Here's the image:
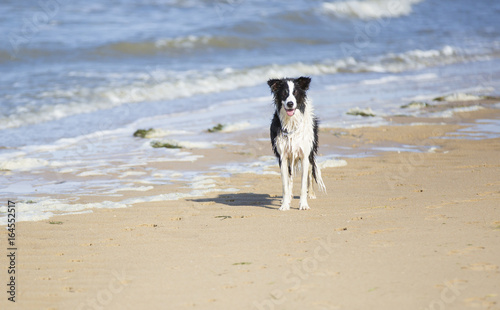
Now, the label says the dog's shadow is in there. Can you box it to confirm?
[190,193,281,209]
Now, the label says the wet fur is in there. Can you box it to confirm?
[267,77,326,210]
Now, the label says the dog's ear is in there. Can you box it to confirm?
[296,76,311,90]
[267,79,281,93]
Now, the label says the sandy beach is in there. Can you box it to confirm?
[0,103,500,310]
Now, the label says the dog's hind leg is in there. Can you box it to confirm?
[280,159,292,211]
[299,159,310,210]
[307,165,316,199]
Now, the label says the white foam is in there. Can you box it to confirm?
[221,121,255,132]
[440,93,485,101]
[77,170,106,177]
[0,46,487,131]
[0,199,127,225]
[0,158,49,171]
[322,0,422,20]
[429,105,484,118]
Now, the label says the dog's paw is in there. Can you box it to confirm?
[299,202,311,210]
[279,203,290,211]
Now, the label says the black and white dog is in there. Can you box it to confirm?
[267,77,326,210]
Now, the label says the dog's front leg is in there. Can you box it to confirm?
[299,158,310,210]
[280,158,292,211]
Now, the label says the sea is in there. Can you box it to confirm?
[0,0,500,222]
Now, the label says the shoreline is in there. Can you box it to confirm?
[3,98,500,224]
[0,100,500,309]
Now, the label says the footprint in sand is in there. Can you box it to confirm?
[462,263,498,271]
[448,246,485,255]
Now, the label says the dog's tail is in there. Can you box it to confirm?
[312,160,326,193]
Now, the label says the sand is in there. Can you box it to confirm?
[0,102,500,309]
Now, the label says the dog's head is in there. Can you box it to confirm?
[267,76,311,117]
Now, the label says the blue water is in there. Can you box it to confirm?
[0,0,500,223]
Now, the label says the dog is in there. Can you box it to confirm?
[267,76,326,211]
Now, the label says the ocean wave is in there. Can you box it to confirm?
[94,35,258,56]
[322,0,423,20]
[0,46,492,129]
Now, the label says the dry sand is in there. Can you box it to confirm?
[0,103,500,309]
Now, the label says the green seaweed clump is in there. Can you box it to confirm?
[401,101,432,109]
[151,141,182,149]
[134,128,155,138]
[207,123,224,132]
[346,108,375,117]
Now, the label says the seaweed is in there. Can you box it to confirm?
[346,108,375,117]
[151,141,182,149]
[401,101,432,109]
[134,128,154,138]
[207,123,224,132]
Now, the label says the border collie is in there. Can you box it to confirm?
[267,77,326,211]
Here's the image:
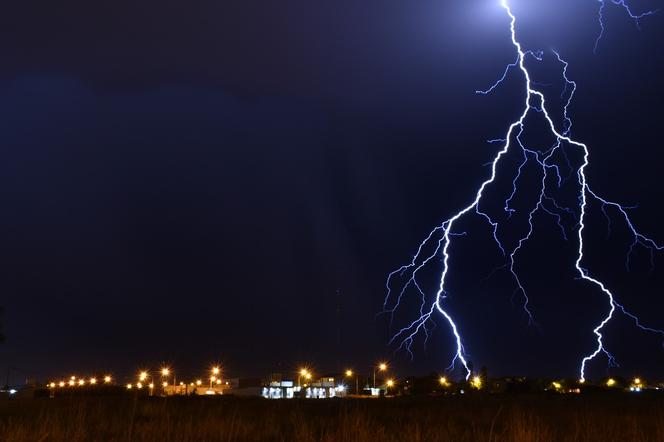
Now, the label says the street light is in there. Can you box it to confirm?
[374,362,387,388]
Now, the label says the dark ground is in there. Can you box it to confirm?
[0,393,664,442]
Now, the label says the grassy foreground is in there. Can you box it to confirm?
[0,394,664,442]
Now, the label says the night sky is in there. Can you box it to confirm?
[0,0,664,381]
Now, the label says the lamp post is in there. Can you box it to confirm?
[374,362,387,388]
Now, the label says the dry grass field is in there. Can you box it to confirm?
[0,394,664,442]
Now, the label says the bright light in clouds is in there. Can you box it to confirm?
[383,0,664,382]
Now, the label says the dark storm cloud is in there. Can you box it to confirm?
[0,0,664,375]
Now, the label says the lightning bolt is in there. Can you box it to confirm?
[383,0,664,381]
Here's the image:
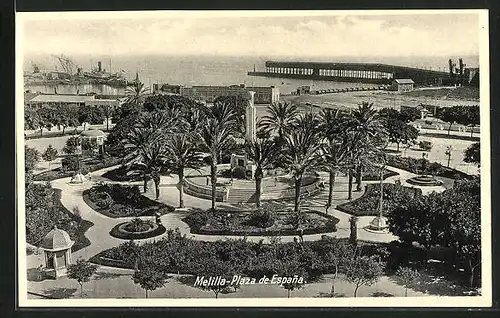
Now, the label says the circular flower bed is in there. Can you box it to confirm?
[406,176,443,187]
[109,218,167,240]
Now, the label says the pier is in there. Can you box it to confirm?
[248,61,454,85]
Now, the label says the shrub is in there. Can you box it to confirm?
[125,218,152,232]
[246,209,274,228]
[61,156,78,172]
[418,140,432,151]
[233,166,247,179]
[184,210,209,231]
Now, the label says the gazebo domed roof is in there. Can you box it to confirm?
[80,129,105,137]
[40,226,75,251]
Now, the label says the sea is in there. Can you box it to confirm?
[23,55,479,95]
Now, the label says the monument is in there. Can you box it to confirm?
[231,91,257,179]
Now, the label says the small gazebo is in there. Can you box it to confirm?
[80,129,106,153]
[40,226,75,279]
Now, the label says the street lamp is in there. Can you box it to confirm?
[444,146,453,168]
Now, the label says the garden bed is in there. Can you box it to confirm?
[183,207,339,236]
[363,169,399,181]
[109,218,167,240]
[102,166,143,182]
[337,183,422,216]
[387,155,472,180]
[83,184,175,218]
[25,184,94,252]
[33,158,121,181]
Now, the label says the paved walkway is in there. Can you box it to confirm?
[35,166,444,259]
[27,166,450,298]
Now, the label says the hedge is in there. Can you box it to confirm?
[336,183,422,216]
[33,158,121,181]
[387,155,473,180]
[109,222,167,240]
[182,211,340,236]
========
> _WORK TO BE COMPLETED_
Find every line in the records above that contains the string "gazebo", matching case exactly, and copy each of those lines.

> _FULL RESPONSE_
Now, the label says the gazebo domed roof is in there. Can you box it to confirm?
Now, the label says the small gazebo is in there. Can you box it to confirm?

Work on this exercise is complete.